## [REQUIREMENTS]
Rewrite every line of the records below, changing each "Find" to "Locate" and leaving everything else unchanged.

— BEGIN —

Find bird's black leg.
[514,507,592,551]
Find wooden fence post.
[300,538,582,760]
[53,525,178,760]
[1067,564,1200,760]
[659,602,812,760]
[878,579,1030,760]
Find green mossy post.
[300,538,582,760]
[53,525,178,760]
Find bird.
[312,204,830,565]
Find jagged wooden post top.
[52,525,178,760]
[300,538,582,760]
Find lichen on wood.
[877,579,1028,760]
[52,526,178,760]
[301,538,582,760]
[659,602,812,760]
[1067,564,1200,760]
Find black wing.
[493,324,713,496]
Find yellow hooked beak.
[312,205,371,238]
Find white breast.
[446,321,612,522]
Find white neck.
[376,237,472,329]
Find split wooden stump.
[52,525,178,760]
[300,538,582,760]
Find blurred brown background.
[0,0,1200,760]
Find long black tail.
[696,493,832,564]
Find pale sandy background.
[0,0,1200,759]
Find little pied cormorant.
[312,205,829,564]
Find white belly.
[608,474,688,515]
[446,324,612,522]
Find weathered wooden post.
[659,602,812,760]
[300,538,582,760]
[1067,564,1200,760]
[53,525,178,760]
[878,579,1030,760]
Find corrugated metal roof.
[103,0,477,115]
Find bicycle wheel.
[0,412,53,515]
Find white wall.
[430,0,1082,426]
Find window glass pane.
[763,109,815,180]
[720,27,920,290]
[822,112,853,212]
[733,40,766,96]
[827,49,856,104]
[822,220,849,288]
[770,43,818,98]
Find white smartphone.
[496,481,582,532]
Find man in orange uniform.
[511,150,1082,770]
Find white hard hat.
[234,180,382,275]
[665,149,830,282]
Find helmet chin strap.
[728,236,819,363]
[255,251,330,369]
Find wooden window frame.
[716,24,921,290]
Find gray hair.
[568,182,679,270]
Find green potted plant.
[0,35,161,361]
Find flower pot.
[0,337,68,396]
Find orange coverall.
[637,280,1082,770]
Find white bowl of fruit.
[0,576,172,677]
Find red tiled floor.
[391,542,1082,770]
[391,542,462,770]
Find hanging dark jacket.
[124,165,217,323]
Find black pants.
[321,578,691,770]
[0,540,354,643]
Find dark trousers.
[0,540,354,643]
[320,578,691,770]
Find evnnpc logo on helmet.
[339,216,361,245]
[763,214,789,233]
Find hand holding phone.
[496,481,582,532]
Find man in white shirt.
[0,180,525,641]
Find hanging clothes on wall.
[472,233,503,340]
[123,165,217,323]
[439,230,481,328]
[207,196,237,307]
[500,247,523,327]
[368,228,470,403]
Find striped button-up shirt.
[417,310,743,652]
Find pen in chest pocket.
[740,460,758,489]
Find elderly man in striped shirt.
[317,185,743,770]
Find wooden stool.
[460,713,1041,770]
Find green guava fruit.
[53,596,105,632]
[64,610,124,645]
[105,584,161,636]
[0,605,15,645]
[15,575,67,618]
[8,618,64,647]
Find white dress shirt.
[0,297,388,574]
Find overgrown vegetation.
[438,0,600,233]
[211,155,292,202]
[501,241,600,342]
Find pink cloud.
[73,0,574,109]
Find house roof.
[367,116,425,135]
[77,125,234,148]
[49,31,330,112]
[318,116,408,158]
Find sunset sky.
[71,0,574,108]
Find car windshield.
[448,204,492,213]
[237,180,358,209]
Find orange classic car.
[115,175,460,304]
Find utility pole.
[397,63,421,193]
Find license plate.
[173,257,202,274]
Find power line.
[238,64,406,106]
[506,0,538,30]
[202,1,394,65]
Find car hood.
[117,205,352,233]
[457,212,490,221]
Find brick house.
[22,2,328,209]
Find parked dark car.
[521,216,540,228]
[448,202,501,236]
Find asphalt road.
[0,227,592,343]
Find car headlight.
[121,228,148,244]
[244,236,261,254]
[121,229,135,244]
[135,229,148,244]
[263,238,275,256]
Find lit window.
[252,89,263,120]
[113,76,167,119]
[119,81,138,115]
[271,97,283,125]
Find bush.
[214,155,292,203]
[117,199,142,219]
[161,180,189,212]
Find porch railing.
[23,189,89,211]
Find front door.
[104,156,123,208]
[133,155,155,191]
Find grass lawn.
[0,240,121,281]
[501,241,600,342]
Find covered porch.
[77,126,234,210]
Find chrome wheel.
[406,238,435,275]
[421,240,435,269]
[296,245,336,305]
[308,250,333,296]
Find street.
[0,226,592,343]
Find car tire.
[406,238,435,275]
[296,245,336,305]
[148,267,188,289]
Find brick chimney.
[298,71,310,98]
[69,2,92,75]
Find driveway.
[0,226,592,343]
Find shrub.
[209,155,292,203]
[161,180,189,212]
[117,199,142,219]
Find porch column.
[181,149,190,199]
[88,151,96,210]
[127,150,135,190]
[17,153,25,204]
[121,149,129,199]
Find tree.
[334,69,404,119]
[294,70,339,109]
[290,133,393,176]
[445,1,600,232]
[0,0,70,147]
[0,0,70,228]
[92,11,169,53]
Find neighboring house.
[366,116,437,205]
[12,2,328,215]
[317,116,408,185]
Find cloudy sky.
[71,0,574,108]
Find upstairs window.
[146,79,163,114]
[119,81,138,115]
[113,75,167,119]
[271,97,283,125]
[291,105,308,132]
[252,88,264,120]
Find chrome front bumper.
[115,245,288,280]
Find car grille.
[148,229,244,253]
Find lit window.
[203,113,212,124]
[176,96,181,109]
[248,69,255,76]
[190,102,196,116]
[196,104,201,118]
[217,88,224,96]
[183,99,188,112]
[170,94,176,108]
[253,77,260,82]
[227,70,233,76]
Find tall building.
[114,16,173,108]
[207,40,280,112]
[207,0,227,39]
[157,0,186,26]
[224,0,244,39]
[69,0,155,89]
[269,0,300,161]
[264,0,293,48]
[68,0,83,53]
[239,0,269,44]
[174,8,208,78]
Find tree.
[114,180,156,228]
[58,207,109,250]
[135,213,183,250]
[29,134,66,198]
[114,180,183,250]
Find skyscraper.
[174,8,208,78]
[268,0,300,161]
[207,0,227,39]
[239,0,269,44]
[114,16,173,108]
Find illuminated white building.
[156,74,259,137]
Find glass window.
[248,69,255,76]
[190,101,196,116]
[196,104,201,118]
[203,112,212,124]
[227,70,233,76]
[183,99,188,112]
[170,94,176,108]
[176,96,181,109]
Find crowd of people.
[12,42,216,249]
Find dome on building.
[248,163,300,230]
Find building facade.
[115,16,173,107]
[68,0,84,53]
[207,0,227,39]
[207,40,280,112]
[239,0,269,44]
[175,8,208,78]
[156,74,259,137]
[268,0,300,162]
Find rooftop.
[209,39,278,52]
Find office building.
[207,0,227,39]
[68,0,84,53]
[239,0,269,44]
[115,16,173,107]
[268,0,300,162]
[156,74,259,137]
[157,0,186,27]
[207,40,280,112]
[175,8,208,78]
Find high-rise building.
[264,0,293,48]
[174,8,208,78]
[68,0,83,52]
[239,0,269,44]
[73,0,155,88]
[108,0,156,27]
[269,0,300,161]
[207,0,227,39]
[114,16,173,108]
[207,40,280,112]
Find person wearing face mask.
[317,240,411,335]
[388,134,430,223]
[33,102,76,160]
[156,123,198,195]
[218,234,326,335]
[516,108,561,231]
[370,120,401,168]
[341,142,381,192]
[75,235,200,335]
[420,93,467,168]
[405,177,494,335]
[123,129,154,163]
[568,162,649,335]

— END —

## [EXERCISE ANSWER]
Locate bird's black leg.
[514,507,592,551]
Locate wooden fence post.
[300,538,582,760]
[53,525,178,760]
[1067,564,1200,760]
[659,602,812,760]
[878,579,1030,760]
Locate green mossy post.
[300,538,582,760]
[53,525,178,760]
Locate bird.
[312,204,830,565]
Locate jagged wooden post top.
[52,525,178,760]
[300,538,582,760]
Locate lichen on wood.
[877,579,1028,760]
[52,526,178,760]
[301,538,582,760]
[659,602,812,760]
[1067,564,1200,760]
Locate black wing.
[493,324,713,496]
Locate yellow hooked beak.
[312,205,371,238]
Locate white breast.
[446,321,612,522]
Locate white neck.
[376,237,472,329]
Locate split wooden stump.
[52,525,178,760]
[300,538,582,760]
Locate blurred brown background.
[0,0,1200,760]
Locate long black tail.
[696,493,832,564]
Locate pale sandy background.
[0,0,1200,759]
Locate little pied cormorant.
[312,205,829,564]
Locate white belly.
[608,474,688,515]
[446,324,612,522]
Locate weathered wooden post.
[659,602,812,760]
[300,538,582,760]
[1067,564,1200,760]
[53,525,178,760]
[878,579,1030,760]
Locate corrugated metal roof.
[103,0,477,115]
Locate bicycle wheel.
[0,412,53,515]
Locate white wall.
[430,0,1082,426]
Locate window glass pane.
[763,109,815,180]
[720,27,920,290]
[822,112,853,212]
[733,40,766,96]
[827,49,856,104]
[822,220,849,288]
[770,43,818,98]
Locate white smartphone.
[496,481,582,532]
Locate man in orange uniform.
[511,150,1082,770]
Locate white hard hat.
[234,180,382,275]
[665,149,830,282]
Locate helmet chin strap.
[728,236,819,363]
[255,251,330,369]
Locate wooden window frame.
[716,24,921,290]
Locate gray hair.
[568,182,679,270]
Locate green potted plant.
[0,35,161,361]
Locate flower pot.
[0,337,68,396]
Locate orange coverall.
[637,280,1082,770]
Locate white bowl of fruit.
[0,576,172,677]
Locate red tiled floor.
[391,542,1082,770]
[391,542,462,770]
Locate hanging dark jacket.
[124,165,217,323]
Locate black pants.
[321,578,691,770]
[0,540,354,643]
Locate dark trousers.
[0,540,354,643]
[320,578,691,770]
Locate evnnpc logo on helmet.
[339,216,361,245]
[763,214,789,233]
Locate hand holding phone.
[496,481,582,532]
Locate man in white shirt.
[0,180,525,641]
Locate hanging clothes on wall.
[472,233,503,340]
[123,165,217,323]
[439,230,481,328]
[207,196,237,307]
[500,247,523,327]
[368,228,470,403]
Locate striped button-up shirt.
[417,310,743,652]
Locate pen in chest pocket.
[740,460,758,489]
Locate elderly man in striped shirt.
[317,185,743,770]
Locate wooden stool.
[460,713,1041,770]
Locate green guava fruit.
[53,596,105,632]
[64,610,124,645]
[105,584,161,636]
[0,605,15,645]
[15,575,67,618]
[8,618,64,647]
Locate white dress shirt.
[0,297,388,574]
Locate overgrown vegetation.
[438,0,600,233]
[211,155,292,202]
[501,241,600,342]
Locate pink cloud.
[73,0,574,109]
Locate house roof.
[367,116,425,135]
[77,125,234,148]
[49,31,330,112]
[318,116,408,158]
Locate sunset sky.
[71,0,574,108]
Locate car windshield.
[448,204,492,213]
[237,180,358,209]
Locate orange classic car.
[115,175,460,304]
Locate utility pole.
[397,63,421,193]
Locate license plate.
[173,257,202,274]
Locate power line.
[238,64,406,106]
[506,0,538,30]
[202,1,394,65]
Locate car hood.
[117,205,352,233]
[457,212,490,221]
Locate brick house.
[22,2,328,209]
Locate parked dark car.
[521,216,540,228]
[448,202,501,236]
Locate asphalt road.
[0,227,592,343]
Locate car headlight.
[121,228,148,244]
[244,236,261,254]
[121,229,135,244]
[135,229,148,244]
[263,238,275,256]
Locate lit window.
[252,89,263,120]
[113,76,167,119]
[119,81,138,115]
[271,97,283,125]
Locate bush.
[214,155,292,203]
[117,199,142,219]
[161,180,189,212]
Locate porch railing.
[23,189,89,211]
Locate front door.
[104,156,123,208]
[133,155,155,191]
Locate grass lawn.
[0,240,121,281]
[501,241,600,342]
Locate covered porch.
[77,126,234,210]
Locate chrome wheel.
[406,238,435,275]
[421,240,435,269]
[296,245,336,305]
[308,250,333,296]
Locate street.
[0,226,592,343]
Locate car tire.
[406,238,435,275]
[296,245,336,305]
[148,267,188,289]
Locate brick chimney.
[298,71,310,98]
[69,2,92,75]
Locate driveway.
[0,226,592,343]
Locate shrub.
[209,155,292,203]
[161,180,189,212]
[117,199,142,219]
Locate porch column.
[181,149,190,199]
[88,151,96,210]
[127,150,135,190]
[17,153,25,204]
[121,149,129,199]
Locate tree.
[334,69,404,119]
[294,70,339,109]
[290,133,393,176]
[445,1,600,232]
[0,0,70,147]
[0,0,70,228]
[92,11,169,53]
Locate neighboring house.
[366,116,437,205]
[12,2,328,215]
[317,116,408,185]
Locate cloudy sky.
[71,0,574,108]
Locate upstairs window.
[146,79,163,114]
[119,81,138,115]
[113,75,167,119]
[271,97,283,125]
[291,105,308,132]
[252,88,264,120]
Locate chrome front bumper.
[115,245,288,280]
Locate car grille.
[148,229,244,253]
Locate lit window.
[203,113,212,124]
[176,96,181,109]
[248,69,255,76]
[190,102,196,116]
[196,104,201,118]
[217,88,224,96]
[183,99,188,112]
[170,94,176,108]
[253,77,260,82]
[227,70,233,76]
Locate tall building.
[114,16,173,108]
[207,40,280,112]
[207,0,227,39]
[157,0,186,26]
[224,0,244,39]
[69,0,155,89]
[269,0,300,161]
[264,0,293,48]
[68,0,83,53]
[239,0,269,44]
[174,8,208,78]
Locate tree.
[114,180,156,228]
[58,207,109,250]
[135,213,183,250]
[29,134,66,198]
[114,180,183,250]
Locate skyscraper.
[174,8,208,78]
[268,0,300,161]
[207,0,227,39]
[239,0,269,44]
[114,16,173,108]
Locate illuminated white building.
[156,74,259,137]
Locate glass window.
[248,69,255,76]
[190,101,196,116]
[196,104,201,118]
[203,112,212,124]
[227,70,233,76]
[183,99,188,112]
[170,94,176,108]
[176,96,181,109]
Locate crowd of people.
[12,42,216,249]
Locate dome on building.
[248,163,300,230]
Locate building facade.
[115,16,173,107]
[68,0,84,53]
[207,0,227,39]
[207,40,280,112]
[239,0,269,44]
[175,8,208,78]
[156,74,259,137]
[268,0,300,162]
Locate rooftop.
[209,39,278,52]
Locate office building.
[207,0,227,39]
[68,0,84,53]
[239,0,269,44]
[115,16,173,107]
[268,0,300,162]
[156,74,259,137]
[157,0,186,27]
[207,40,280,112]
[175,8,208,78]
Locate high-rise building.
[264,0,293,48]
[174,8,208,78]
[68,0,83,52]
[239,0,269,44]
[73,0,155,88]
[108,0,156,27]
[269,0,300,161]
[207,0,227,39]
[114,16,173,108]
[207,40,280,112]
Locate person wearing face mask.
[317,240,411,335]
[388,134,430,223]
[33,102,76,160]
[156,123,198,195]
[218,234,326,335]
[516,108,561,231]
[370,120,401,168]
[341,142,381,192]
[75,235,200,335]
[420,93,467,168]
[405,177,494,335]
[123,129,154,163]
[568,162,649,335]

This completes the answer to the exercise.